(Extracted records)
·····

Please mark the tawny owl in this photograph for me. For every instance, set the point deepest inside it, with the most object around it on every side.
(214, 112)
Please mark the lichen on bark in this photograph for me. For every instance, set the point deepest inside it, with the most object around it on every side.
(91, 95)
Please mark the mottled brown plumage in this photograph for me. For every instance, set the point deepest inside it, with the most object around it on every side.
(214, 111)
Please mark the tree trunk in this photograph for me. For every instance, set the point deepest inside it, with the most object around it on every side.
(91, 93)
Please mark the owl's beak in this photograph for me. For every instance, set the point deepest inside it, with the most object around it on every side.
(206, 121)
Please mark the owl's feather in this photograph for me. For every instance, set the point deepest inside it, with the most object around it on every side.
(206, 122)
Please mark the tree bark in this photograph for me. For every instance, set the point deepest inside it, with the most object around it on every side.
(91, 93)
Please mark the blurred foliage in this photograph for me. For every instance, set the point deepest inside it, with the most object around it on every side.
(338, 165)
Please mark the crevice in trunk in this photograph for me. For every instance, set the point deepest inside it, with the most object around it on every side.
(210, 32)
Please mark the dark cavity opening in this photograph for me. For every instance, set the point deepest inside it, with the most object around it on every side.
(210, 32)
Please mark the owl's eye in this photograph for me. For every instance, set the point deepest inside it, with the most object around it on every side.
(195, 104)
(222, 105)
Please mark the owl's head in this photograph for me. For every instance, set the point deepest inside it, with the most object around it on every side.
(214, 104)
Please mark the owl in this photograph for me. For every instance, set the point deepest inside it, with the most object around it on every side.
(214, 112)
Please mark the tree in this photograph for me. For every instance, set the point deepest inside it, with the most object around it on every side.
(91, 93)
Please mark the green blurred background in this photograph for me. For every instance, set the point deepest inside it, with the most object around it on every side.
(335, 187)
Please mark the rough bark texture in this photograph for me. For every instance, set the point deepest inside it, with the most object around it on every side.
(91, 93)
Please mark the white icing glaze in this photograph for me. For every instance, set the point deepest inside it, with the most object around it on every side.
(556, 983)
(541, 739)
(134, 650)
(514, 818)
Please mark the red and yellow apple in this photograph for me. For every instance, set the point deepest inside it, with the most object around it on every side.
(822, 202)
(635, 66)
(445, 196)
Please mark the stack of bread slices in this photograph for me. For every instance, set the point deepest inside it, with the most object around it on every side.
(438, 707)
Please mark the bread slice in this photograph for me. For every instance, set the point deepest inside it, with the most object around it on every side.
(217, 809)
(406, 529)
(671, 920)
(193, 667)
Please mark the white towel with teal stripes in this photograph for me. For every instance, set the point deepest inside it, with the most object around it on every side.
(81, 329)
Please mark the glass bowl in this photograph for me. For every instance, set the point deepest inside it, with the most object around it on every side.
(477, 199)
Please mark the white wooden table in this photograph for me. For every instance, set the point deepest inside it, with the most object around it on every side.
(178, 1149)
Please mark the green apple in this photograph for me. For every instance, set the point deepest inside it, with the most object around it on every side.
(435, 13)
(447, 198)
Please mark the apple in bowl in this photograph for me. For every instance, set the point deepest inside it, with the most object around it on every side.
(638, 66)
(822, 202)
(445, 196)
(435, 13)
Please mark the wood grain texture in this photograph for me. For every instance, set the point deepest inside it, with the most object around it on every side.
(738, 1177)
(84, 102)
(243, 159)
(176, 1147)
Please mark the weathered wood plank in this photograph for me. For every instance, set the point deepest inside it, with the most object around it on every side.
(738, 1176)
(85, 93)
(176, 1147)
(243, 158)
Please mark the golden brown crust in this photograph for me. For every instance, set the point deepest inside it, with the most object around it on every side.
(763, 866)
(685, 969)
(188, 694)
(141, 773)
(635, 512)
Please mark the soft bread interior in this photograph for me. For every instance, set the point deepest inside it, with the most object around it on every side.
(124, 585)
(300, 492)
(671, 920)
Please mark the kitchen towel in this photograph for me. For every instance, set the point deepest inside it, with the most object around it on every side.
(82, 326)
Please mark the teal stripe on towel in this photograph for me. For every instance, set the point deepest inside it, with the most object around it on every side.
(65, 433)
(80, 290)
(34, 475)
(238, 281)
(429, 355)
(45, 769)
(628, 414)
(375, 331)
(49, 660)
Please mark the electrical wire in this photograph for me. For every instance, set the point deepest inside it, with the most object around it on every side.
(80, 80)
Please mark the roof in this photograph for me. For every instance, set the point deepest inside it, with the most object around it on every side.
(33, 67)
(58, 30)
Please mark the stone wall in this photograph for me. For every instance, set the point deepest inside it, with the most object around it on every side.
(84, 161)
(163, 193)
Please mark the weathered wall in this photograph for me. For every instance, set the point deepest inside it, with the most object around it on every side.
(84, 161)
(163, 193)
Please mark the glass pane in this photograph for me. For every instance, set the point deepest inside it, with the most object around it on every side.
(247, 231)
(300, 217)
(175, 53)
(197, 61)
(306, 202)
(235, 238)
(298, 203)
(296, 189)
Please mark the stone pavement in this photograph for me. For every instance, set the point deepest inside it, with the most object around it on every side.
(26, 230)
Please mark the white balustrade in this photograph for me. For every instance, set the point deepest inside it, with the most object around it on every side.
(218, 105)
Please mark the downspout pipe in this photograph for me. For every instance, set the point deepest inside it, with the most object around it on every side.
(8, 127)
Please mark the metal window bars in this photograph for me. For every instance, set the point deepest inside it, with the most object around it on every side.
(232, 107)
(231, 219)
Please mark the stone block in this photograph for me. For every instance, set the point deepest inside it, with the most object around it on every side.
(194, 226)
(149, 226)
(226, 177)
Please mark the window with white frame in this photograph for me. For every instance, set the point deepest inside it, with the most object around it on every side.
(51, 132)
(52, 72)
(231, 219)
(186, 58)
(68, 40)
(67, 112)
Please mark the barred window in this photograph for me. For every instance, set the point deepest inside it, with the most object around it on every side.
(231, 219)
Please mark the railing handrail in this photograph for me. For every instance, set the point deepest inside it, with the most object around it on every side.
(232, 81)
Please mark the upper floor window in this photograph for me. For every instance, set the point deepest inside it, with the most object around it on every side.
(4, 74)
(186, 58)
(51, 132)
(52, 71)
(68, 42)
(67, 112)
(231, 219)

·····

Prompt: Retype the material above, line by line, exactly.

Task solution:
Please mark the tawny owl in this photograph for me. For every instance, set the point deepest inside it, with the most object around it on every side.
(214, 112)
Please mark the lichen on bark in this photograph for me. For every instance, set the point deepest inside it, with the most object around it on every side.
(91, 95)
Please mark the mottled brown plumage in this photograph for me. For every instance, set the point deepest inside it, with the most object around it on every side.
(214, 111)
Please mark the tree trunk in this photograph for me. For every instance, set the point deepest inside it, with the most object around it on every side.
(91, 93)
Please mark the owl's beak in this photograph for me. For every instance, set the point deepest inside it, with the most object around it on every side.
(206, 121)
Please mark the owl's feather in this photograph for me. For every instance, set the point deepest inside it, with the most object around it on every side.
(206, 122)
Please mark the tree bark in this photograph for me. For every instance, set the point deepest inside it, with the most object around it on every side.
(91, 93)
Please mark the blurred foliage in this photograph for me. For every instance, set the point deepest inside it, with the most object around it on every side.
(338, 165)
Please mark the crevice in trunk in this photograph for me. For every instance, set the point deepest inside it, with the most object around it on every side.
(210, 32)
Please mark the dark cavity opening in this photograph for me. For every instance, set the point deepest inside it, with the most object around it on every side.
(210, 32)
Please mark the owl's eye in this photograph for me. For every instance, set the point deepest inside it, with the most object around it on every side.
(195, 104)
(222, 105)
Please mark the owl's head in this photograph for me. For every instance, set the point deepest inside it, with the most object around it on every side.
(214, 104)
Please mark the owl in this photograph for me. For every instance, set the point deepest inside it, with the most object around it on every side.
(214, 112)
Please mark the tree in this photograph for me. For every instance, set the point deepest inside it, with the most object around it on every side.
(91, 93)
Please mark the green blurred background in this photograph for me. For every instance, set the point deepest inside it, with the most object around it on every side.
(335, 187)
Please mark the rough bark texture in this photograph for me. For every instance, set the point deepest inside it, with the most object around it on every side.
(91, 93)
Please mark the white icing glaze in this photograph for me. For every instance, set the point deepest inside it, with the most object around it on every side.
(556, 983)
(541, 739)
(134, 650)
(514, 818)
Please mark the red and yellow apple in this photograph for me. For every instance, set the point deepest inside it, with the most object around it on every side.
(822, 202)
(635, 66)
(445, 196)
Please mark the stack of bread slices in this photograph for me. For every instance, set the point deepest inside it, with the most object around it on every side.
(438, 707)
Please mark the bread slice in this photograph for me. For every instance, set the point deepest inside it, with the most object around it on every side.
(217, 809)
(406, 529)
(671, 920)
(193, 667)
Please mark the white towel with teal stripes in this photograph for me. For every instance, set the point deepest inside it, with the most object around it on every side.
(81, 329)
Please mark the glass bowl in this photograph for me. For every instance, set the point deepest inside it, with the most object around it on every side.
(477, 199)
Please mark the white wooden table in this photograph for me. For every instance, set the point deepest inside it, with the most object around it on every side.
(178, 1149)
Please mark the green apple in this photograph for me. For every instance, set the point deepest inside it, with the most object around it on every side.
(435, 13)
(447, 198)
Please mark the apple in bowl in this photograph for me. For every instance, set the point deepest inside it, with the most object around it on every side.
(638, 66)
(822, 202)
(445, 196)
(435, 13)
Please mark the wood grain texture in this photograph for me. For every instance, set the point deepest inside it, with the most object around it on every side.
(738, 1177)
(84, 102)
(243, 159)
(176, 1147)
Please mark the weathered wood plank in this photograph for me. For every instance, set the point deepest inside it, with the most object around it on every side.
(738, 1176)
(85, 93)
(176, 1147)
(243, 158)
Please mark the golden brown crust in this photograph for me. For every instance, set the point deepest inside it, with the most object around it on every side.
(763, 866)
(685, 969)
(188, 694)
(141, 773)
(635, 512)
Please mark the soft bread interior in this photograph for me. For every instance, set the point deepest inside it, with the most object around it on every side.
(124, 585)
(300, 492)
(671, 920)
Please mark the kitchen towel in this photograph for me. For every instance, set the point deepest inside it, with the most object around it on every side.
(82, 326)
Please mark the teal stripe on towel in this photograph for me. For every instance, set the point deepest inside it, with the most object around it on every side.
(65, 433)
(80, 290)
(34, 475)
(238, 281)
(429, 355)
(45, 769)
(628, 414)
(375, 331)
(49, 660)
Please mark the electrical wire in this photograph for me. For every instance, set the point deepest inside it, with the most object around it on every side.
(80, 80)
Please mark the roof in this photograph for me. For every instance, set the point deepest inside it, with the most object around it on every side.
(33, 67)
(58, 30)
Please mark the stone wall in this photograph for me. For every instance, set the point deepest inside it, with the most object around it on every side.
(84, 161)
(163, 193)
Please mark the weathered wall in this photograph for me. For every instance, set the point deepest inside it, with the most object around it on every side.
(84, 161)
(163, 193)
Please mark the glass pane in this photograph for me. For every instance, set the point deepest inside it, with the most object around it on every side.
(247, 231)
(300, 217)
(175, 53)
(197, 61)
(306, 202)
(235, 238)
(298, 203)
(296, 189)
Please mark the stone pavement in this photograph for me. For every instance, set the point deepest inside it, with the most object around it on every side.
(26, 230)
Please mark the white balustrade in this photograph for me. For every instance, set the point deepest inside it, with the most object around it on every side.
(218, 105)
Please mark the downspout pipe in this photograph for me. For every instance, set the point deepest inside it, with the most object around it on every side.
(8, 127)
Please mark the metal window bars in this photograph for me. For every instance, set the point deepest inside it, with the most object around it on every side.
(232, 107)
(231, 219)
Please mark the stone block in this photograph for me. For every instance, set the point deepest inside it, with the most object around it on every side.
(194, 226)
(149, 226)
(226, 177)
Please mark the window with white frame in this photograph for me. For every instance, set the point deepest inside it, with the most object around it on every side.
(51, 132)
(52, 72)
(231, 219)
(186, 58)
(68, 40)
(67, 112)
Please mark the barred window in this photograph for me. For every instance, set the point deepest inside it, with the most object around it on every side.
(231, 219)
Please mark the railing handrail in this photograph for me. For every instance, set the point deepest inside it, with the most object around it on every side.
(232, 81)
Please mark the upper floor window in this photograph for me. For every instance, set the point deepest inside it, with the most object around it on every side.
(4, 74)
(186, 58)
(51, 132)
(52, 71)
(68, 42)
(67, 112)
(231, 219)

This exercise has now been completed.